* Begin GIVEN RECORDS *

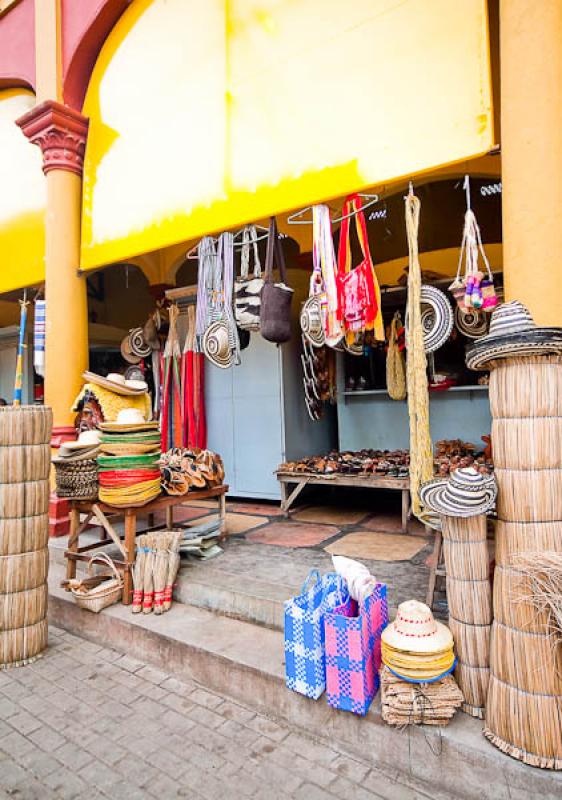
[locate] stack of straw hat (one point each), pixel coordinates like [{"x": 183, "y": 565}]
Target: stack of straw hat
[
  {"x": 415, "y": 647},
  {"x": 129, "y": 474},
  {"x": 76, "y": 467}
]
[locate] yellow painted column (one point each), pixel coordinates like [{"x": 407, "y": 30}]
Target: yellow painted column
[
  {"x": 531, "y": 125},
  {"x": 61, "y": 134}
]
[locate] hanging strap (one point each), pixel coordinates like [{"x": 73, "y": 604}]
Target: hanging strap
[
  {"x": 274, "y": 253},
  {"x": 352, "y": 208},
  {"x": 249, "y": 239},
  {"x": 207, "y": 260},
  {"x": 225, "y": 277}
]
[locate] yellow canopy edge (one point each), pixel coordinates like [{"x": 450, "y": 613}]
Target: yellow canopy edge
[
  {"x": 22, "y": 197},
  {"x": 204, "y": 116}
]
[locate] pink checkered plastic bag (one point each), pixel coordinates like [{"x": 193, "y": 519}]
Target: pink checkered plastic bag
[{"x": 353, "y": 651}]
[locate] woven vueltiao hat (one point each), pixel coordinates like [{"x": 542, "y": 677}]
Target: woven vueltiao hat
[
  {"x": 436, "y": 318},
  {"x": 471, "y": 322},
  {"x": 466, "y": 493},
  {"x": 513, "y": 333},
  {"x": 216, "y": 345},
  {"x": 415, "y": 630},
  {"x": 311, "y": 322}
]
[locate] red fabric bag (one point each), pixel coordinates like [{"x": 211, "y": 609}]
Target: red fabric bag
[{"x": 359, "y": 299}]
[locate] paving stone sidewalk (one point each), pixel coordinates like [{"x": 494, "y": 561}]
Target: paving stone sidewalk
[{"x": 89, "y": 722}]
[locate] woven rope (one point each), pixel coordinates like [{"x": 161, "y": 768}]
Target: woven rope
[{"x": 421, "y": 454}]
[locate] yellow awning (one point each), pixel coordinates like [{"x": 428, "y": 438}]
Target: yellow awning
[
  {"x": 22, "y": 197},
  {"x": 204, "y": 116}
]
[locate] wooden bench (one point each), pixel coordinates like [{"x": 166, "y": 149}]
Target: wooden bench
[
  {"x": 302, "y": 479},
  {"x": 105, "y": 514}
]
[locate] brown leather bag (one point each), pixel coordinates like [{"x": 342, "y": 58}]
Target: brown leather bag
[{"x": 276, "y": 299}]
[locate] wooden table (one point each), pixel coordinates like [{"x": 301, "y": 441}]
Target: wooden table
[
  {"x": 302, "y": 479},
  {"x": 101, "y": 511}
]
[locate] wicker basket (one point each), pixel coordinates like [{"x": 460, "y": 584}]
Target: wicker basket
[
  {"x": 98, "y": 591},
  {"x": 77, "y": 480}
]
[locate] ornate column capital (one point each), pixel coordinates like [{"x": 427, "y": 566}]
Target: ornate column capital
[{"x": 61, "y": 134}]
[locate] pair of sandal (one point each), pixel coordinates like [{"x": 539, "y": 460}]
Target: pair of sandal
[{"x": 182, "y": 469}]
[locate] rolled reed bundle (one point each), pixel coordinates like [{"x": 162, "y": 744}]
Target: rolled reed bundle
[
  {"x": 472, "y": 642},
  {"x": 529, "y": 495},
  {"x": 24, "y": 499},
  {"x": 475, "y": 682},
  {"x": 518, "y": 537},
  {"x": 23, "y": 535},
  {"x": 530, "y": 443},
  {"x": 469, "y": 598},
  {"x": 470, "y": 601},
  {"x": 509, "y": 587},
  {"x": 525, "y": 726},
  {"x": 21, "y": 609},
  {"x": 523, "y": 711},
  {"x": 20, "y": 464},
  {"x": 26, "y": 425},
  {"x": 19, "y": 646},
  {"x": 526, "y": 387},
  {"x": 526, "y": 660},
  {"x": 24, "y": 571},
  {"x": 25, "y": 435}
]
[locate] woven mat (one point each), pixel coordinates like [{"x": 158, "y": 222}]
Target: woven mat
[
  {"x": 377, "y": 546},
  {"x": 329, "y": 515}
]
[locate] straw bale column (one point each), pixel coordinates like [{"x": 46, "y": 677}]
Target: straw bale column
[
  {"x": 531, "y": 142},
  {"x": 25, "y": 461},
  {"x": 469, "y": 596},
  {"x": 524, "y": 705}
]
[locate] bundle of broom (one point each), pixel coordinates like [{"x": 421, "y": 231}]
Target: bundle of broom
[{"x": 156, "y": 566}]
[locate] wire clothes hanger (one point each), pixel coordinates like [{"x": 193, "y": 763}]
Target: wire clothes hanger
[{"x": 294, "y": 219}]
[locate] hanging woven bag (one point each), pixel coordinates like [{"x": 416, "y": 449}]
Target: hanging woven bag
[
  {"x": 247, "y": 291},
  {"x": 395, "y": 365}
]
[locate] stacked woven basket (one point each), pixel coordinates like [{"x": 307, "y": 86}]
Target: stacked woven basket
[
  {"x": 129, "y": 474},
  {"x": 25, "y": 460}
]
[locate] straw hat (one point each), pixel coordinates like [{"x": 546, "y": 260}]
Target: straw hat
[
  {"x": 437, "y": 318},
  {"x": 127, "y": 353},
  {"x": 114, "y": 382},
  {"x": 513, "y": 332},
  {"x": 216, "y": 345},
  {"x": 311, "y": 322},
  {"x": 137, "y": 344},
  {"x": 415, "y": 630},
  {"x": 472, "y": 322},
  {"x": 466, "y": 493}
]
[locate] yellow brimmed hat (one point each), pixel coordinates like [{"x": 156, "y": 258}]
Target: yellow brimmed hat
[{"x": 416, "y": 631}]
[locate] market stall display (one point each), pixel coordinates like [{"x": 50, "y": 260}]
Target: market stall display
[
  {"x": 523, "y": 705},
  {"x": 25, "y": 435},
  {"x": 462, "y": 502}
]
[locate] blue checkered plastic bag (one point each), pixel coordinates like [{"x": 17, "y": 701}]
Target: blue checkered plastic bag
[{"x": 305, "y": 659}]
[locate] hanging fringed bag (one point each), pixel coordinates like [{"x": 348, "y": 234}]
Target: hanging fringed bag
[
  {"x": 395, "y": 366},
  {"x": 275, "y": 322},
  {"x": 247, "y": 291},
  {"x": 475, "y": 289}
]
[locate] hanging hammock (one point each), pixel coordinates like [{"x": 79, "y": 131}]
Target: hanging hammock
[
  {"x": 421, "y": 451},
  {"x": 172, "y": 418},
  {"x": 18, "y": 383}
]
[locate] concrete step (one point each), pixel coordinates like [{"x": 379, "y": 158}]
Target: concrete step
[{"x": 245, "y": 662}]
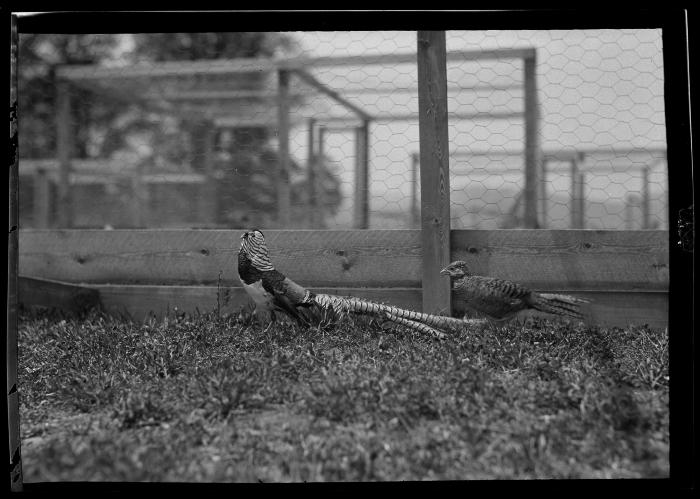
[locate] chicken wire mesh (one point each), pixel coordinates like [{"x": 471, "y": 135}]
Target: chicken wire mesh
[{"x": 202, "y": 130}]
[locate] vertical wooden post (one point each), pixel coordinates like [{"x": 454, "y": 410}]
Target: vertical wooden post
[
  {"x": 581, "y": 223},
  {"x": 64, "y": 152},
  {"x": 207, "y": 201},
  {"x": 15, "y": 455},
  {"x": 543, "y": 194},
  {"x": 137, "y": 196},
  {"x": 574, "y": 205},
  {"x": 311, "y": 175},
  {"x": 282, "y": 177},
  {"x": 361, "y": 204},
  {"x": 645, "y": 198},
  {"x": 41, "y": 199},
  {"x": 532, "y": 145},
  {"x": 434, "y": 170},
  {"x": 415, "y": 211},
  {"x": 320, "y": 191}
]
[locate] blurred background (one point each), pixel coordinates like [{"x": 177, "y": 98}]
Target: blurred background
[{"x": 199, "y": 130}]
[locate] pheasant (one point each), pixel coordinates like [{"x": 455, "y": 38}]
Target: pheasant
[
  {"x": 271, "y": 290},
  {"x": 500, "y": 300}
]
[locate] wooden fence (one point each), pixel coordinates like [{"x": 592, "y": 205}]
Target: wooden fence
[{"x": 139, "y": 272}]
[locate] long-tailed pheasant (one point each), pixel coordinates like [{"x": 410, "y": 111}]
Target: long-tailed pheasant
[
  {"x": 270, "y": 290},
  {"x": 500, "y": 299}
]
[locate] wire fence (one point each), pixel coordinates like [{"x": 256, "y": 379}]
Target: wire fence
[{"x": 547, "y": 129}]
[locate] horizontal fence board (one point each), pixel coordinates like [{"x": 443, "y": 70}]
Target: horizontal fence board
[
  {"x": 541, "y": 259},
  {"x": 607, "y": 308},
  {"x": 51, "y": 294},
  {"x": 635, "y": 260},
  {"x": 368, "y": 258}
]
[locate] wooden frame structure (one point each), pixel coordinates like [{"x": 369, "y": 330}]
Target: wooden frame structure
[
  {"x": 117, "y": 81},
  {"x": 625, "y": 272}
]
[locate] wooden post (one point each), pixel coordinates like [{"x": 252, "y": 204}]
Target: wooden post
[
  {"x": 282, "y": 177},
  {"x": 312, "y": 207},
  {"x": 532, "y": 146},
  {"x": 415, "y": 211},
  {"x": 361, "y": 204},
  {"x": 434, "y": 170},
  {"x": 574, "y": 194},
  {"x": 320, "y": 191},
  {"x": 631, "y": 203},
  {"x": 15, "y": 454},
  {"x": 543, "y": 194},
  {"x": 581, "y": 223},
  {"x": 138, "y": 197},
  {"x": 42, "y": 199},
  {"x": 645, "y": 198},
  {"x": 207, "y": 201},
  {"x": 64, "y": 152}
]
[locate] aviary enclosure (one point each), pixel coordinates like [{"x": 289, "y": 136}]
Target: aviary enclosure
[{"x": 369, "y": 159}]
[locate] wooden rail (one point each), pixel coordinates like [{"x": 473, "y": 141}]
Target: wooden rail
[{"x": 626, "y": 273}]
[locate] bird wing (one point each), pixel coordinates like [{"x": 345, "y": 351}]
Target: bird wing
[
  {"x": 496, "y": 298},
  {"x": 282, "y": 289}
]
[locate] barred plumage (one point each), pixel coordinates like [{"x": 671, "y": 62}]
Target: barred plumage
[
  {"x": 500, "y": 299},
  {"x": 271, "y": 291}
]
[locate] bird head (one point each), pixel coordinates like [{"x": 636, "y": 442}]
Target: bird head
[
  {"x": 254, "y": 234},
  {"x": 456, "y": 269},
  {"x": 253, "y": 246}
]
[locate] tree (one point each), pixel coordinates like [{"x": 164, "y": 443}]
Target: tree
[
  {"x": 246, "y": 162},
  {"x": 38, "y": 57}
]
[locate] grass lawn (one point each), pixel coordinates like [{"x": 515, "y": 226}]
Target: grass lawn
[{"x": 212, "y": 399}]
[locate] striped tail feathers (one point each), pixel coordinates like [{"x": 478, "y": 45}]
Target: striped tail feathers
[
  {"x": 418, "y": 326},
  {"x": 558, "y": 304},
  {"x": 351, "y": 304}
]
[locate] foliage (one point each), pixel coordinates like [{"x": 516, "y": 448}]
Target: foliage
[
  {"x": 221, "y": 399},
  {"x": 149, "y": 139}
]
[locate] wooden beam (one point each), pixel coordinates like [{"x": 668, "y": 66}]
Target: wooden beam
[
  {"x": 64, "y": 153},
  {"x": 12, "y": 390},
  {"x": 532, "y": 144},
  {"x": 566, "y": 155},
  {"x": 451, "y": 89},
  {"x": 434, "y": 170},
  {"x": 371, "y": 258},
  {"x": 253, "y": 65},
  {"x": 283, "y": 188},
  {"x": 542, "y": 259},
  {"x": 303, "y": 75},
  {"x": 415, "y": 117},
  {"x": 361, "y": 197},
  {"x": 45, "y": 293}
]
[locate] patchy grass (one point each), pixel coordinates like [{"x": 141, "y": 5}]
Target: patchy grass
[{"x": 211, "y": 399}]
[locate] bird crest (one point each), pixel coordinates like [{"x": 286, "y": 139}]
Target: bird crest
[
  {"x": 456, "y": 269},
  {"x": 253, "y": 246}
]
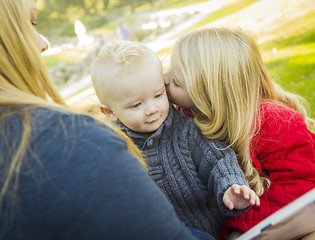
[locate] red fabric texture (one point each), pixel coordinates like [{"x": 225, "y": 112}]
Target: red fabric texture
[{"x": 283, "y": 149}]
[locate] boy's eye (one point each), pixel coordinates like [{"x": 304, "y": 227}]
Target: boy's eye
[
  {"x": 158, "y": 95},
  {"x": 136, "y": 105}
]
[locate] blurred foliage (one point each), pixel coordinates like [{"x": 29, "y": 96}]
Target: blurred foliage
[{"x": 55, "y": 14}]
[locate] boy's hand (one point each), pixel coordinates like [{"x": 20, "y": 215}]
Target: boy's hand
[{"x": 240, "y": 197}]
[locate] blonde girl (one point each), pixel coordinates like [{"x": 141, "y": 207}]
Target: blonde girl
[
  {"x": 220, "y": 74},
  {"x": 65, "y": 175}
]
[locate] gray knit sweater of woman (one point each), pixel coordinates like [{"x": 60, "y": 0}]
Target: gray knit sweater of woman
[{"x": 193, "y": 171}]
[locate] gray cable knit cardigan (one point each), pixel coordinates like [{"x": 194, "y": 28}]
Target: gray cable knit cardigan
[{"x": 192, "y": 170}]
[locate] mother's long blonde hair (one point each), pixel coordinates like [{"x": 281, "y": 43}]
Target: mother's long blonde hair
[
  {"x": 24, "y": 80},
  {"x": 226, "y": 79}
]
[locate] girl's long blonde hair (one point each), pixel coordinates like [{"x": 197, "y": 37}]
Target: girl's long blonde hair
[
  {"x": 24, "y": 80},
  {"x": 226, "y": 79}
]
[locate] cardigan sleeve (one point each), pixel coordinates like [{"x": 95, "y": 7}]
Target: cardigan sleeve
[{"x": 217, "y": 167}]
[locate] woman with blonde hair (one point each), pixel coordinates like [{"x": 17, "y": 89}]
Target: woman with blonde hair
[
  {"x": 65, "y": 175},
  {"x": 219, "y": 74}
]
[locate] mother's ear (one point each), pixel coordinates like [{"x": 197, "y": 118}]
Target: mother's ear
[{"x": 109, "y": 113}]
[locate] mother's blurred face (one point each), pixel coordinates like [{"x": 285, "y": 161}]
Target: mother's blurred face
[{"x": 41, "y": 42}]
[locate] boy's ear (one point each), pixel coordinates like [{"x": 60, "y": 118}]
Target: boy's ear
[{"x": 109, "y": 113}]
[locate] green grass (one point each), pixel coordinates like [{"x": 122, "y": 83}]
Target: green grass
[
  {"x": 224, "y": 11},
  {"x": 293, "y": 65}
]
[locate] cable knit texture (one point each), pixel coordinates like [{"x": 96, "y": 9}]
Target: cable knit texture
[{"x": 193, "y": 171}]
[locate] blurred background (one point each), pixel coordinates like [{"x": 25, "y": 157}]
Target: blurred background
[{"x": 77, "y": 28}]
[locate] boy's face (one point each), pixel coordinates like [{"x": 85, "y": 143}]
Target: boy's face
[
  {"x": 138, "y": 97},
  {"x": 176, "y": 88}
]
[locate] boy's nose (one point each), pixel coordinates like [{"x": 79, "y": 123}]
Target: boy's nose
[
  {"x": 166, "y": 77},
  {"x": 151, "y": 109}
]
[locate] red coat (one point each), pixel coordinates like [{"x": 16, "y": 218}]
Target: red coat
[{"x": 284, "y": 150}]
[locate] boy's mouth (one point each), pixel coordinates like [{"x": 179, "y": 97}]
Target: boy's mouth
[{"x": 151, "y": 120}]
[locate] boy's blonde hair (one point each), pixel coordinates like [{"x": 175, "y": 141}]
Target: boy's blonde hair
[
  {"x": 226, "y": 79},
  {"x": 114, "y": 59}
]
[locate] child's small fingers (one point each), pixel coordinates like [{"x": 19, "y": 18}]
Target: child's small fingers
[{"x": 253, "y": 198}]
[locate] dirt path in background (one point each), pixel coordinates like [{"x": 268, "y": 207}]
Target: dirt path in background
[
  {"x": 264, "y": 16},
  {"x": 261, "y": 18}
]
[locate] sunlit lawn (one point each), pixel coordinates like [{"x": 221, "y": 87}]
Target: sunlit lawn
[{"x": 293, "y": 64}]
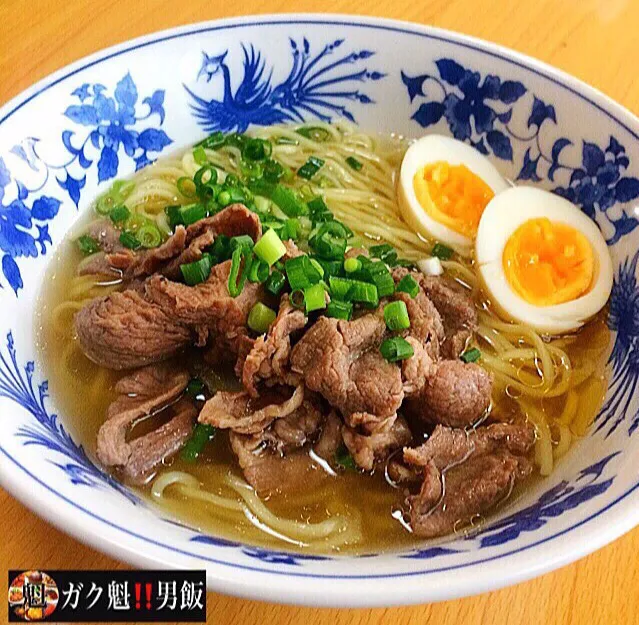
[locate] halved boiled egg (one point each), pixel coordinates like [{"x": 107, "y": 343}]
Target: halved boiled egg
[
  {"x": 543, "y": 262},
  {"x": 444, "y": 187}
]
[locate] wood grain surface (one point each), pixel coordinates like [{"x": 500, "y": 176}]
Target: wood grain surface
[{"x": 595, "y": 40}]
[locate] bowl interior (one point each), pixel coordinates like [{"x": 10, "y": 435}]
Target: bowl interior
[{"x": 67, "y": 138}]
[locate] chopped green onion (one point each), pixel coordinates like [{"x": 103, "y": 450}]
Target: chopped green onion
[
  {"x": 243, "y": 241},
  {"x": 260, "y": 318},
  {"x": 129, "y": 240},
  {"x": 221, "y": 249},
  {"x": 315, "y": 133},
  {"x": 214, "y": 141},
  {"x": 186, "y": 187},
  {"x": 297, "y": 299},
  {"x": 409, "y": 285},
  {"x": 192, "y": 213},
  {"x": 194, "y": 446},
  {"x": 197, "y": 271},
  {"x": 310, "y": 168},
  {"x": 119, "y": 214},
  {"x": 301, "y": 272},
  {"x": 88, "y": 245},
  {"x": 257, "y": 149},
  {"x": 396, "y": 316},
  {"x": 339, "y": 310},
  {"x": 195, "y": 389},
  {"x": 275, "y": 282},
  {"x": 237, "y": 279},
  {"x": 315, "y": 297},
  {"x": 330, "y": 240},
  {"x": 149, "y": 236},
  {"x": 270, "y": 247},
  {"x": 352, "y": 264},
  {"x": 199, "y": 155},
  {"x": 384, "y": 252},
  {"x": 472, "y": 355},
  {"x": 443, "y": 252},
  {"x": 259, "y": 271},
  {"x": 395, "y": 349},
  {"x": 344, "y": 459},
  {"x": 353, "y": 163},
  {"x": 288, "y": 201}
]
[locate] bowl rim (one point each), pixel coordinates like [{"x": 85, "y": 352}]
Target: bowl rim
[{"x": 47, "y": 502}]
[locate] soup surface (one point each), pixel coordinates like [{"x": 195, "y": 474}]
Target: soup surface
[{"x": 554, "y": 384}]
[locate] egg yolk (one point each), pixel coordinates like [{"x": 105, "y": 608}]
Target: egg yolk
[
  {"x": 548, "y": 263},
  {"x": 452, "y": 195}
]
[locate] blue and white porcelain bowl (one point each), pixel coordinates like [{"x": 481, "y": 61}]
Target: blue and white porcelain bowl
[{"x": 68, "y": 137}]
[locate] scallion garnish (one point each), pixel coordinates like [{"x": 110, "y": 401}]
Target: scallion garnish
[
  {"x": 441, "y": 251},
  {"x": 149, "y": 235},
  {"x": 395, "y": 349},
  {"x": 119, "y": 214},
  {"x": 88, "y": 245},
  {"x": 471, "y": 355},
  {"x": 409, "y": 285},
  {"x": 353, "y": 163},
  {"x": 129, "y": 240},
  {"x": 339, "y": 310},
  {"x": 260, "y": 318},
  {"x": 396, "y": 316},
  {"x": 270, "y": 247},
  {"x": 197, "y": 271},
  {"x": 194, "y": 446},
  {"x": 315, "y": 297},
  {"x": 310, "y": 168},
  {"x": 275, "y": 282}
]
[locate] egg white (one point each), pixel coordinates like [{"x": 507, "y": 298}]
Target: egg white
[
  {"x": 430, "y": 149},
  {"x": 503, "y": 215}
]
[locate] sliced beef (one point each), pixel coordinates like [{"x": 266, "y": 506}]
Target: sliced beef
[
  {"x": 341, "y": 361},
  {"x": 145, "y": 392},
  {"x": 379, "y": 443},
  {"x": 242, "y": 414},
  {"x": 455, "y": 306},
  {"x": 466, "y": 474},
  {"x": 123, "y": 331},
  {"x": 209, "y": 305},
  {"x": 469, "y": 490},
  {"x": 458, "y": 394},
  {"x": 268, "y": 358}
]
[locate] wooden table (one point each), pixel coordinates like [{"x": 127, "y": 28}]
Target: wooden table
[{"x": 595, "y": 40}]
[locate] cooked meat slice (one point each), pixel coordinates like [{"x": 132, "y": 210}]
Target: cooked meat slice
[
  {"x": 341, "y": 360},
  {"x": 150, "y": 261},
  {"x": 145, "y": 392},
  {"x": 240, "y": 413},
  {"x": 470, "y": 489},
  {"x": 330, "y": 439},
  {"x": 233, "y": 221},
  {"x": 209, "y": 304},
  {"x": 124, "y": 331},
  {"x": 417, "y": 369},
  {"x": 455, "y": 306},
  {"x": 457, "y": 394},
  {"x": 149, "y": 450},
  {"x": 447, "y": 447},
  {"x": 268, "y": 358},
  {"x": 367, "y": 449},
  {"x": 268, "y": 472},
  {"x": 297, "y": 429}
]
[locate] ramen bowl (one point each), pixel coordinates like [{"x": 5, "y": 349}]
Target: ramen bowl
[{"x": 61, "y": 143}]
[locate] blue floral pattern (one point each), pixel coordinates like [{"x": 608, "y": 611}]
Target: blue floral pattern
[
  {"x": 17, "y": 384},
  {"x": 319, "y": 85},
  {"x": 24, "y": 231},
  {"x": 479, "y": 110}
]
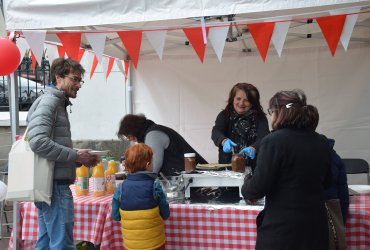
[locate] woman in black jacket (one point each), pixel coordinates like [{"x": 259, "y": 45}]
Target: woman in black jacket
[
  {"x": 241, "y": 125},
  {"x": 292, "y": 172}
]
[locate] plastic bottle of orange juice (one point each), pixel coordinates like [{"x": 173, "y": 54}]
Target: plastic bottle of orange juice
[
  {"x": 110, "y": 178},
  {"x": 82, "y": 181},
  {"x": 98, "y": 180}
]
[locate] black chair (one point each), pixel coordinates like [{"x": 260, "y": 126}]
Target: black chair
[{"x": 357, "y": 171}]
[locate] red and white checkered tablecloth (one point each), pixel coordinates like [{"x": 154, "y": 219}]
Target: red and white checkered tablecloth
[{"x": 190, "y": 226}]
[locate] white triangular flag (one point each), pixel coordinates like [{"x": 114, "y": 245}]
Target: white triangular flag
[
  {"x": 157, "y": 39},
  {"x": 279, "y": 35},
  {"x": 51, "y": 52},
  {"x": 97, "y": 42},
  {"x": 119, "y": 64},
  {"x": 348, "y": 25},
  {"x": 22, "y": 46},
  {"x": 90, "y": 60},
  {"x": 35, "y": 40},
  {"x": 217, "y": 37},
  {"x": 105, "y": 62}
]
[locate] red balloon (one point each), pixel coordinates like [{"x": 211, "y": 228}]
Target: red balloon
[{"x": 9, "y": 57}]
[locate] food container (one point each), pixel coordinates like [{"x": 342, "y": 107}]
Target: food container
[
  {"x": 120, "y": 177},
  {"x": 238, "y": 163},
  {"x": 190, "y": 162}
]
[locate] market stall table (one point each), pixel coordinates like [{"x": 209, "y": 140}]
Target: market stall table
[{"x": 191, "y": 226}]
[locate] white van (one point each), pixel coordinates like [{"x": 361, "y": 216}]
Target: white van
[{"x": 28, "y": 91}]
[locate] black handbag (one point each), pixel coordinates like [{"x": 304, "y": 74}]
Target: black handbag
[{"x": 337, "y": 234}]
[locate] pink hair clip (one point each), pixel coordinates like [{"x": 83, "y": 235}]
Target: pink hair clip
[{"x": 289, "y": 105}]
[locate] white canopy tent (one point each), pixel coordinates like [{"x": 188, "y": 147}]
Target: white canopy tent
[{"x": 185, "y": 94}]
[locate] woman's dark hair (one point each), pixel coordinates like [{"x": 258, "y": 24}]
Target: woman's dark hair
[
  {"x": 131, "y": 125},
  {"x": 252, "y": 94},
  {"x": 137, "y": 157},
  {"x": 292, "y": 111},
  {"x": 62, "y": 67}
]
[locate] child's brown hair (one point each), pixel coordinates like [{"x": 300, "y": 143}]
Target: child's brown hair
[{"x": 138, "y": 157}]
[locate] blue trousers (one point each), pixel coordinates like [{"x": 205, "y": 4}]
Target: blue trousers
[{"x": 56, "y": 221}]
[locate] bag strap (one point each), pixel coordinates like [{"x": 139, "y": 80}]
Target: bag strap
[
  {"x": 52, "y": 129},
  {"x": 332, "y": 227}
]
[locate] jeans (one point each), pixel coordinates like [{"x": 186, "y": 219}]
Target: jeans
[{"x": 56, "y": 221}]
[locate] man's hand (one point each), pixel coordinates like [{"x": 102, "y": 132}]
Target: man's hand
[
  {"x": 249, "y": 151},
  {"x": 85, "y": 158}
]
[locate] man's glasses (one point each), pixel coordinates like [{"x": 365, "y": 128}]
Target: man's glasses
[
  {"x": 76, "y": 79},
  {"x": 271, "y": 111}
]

* End GIVEN RECORDS *

TASK PROMPT
From the line with "[locate] food container" to the last line of the material, give every line again exactly, and only those lines.

ANSWER TO THE EXERCISE
[locate] food container (one point each), pixel coordinates like [{"x": 342, "y": 107}]
Target: food container
[
  {"x": 120, "y": 177},
  {"x": 238, "y": 163},
  {"x": 190, "y": 162}
]
[locate] market stall table (one point each), pixel coordinates like [{"x": 209, "y": 140}]
Target: market stall table
[{"x": 191, "y": 226}]
[locate] white van (one point each), pixel coordinates like [{"x": 361, "y": 216}]
Target: white van
[{"x": 28, "y": 91}]
[locate] black handbag (one point each), pixel coordinates like [{"x": 304, "y": 74}]
Target: black handbag
[{"x": 337, "y": 234}]
[locate] pink hair clip (one point each), pixel coordinates like [{"x": 83, "y": 235}]
Target: pink hair clip
[{"x": 289, "y": 105}]
[locate] white canopy tent (one point each), pixel coordinates like [{"x": 188, "y": 147}]
Target: white canopy tent
[{"x": 185, "y": 94}]
[locate] woman's dark hair (one point each), pixel coordinates like [{"x": 258, "y": 24}]
Target: woman's dark hair
[
  {"x": 131, "y": 125},
  {"x": 252, "y": 94},
  {"x": 137, "y": 157},
  {"x": 292, "y": 111},
  {"x": 62, "y": 67}
]
[locate] child's brown hair (one point each), pixel coordinates like [{"x": 300, "y": 143}]
Target: child's brown hair
[{"x": 138, "y": 157}]
[locate] blue trousers (one point each), pixel coordinates like [{"x": 205, "y": 4}]
Target: blue trousers
[{"x": 56, "y": 221}]
[locate] bag strap (one point each), pixel coordinates like [{"x": 139, "y": 80}]
Target: bag strap
[
  {"x": 52, "y": 129},
  {"x": 332, "y": 227}
]
[locate] jeans (one point each), pixel coordinates like [{"x": 186, "y": 219}]
Target: jeans
[{"x": 56, "y": 221}]
[locate] man's hand (one point each), pixel coordinates like [{"x": 102, "y": 132}]
Target: man's hand
[
  {"x": 249, "y": 151},
  {"x": 85, "y": 158}
]
[locate] man's glasses (one point each), pixel coordinates like [{"x": 365, "y": 128}]
Target: man's glasses
[
  {"x": 76, "y": 79},
  {"x": 271, "y": 111}
]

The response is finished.